Goal of the exercise> Please report how many lines of the following entries hold the word "reflection", giving the number alone.

Records supplied>
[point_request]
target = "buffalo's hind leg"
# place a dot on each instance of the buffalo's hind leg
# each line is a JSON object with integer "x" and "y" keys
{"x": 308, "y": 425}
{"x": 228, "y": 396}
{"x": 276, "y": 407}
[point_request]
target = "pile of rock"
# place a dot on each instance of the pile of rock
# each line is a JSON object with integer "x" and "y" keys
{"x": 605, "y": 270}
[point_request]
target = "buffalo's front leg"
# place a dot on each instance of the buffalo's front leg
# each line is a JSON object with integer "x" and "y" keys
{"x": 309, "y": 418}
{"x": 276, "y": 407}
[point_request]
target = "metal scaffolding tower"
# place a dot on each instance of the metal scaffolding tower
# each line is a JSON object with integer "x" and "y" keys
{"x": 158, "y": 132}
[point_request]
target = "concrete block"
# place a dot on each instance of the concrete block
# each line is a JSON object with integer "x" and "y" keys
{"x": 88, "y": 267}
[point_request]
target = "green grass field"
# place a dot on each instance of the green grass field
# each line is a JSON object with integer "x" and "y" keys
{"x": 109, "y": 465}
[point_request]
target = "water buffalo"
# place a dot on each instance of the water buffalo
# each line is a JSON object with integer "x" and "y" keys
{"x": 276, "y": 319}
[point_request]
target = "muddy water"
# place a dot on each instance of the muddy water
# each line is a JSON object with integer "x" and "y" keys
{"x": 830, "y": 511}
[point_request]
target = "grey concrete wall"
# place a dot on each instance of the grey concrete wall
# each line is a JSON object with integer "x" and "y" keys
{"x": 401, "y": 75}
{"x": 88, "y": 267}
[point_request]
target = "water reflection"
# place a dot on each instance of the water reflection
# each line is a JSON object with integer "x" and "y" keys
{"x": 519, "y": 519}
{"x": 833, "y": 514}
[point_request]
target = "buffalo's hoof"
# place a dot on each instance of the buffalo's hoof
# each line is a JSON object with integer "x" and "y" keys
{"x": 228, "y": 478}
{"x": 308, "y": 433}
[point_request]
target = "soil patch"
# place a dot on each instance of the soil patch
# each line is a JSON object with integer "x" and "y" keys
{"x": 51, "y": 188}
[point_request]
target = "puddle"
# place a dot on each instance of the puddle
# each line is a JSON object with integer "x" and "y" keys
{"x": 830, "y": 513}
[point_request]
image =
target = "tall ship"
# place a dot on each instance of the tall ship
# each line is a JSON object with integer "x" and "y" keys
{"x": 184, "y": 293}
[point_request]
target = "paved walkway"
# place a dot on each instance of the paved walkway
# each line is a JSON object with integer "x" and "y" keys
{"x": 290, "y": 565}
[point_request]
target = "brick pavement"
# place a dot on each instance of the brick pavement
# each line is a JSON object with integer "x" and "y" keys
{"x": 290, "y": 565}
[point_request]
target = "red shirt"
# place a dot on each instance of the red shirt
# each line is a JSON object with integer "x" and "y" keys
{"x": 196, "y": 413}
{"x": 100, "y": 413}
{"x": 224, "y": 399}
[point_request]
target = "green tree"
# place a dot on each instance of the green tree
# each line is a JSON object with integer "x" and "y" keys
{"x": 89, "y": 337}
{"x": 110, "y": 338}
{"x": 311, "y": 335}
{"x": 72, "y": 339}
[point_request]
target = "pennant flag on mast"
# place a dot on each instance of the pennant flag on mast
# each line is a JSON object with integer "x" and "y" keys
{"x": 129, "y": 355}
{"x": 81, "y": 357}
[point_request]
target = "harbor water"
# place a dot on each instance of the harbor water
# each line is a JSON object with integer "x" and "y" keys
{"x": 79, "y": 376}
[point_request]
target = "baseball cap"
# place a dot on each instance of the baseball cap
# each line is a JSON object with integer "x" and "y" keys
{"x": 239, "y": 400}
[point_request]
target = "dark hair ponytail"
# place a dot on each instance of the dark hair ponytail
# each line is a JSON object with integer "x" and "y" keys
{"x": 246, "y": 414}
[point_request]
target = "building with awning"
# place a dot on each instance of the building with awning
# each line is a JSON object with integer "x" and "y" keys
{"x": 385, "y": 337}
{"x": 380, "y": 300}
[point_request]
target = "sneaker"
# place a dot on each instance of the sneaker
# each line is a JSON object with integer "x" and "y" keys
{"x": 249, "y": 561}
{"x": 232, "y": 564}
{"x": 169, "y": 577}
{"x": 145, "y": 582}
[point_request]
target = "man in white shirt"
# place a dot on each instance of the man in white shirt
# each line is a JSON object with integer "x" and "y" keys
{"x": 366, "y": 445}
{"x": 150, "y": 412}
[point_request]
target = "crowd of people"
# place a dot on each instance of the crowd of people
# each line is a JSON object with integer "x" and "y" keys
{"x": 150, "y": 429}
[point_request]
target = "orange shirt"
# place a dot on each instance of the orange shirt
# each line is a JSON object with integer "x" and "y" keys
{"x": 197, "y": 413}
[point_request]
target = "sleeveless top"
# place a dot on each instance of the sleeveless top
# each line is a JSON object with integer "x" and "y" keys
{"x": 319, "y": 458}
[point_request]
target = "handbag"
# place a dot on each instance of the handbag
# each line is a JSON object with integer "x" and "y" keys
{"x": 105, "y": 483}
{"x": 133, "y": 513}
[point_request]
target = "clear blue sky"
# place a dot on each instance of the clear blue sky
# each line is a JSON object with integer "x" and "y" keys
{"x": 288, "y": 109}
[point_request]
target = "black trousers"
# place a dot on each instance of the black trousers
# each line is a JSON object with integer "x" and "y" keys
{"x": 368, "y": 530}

Result below> 2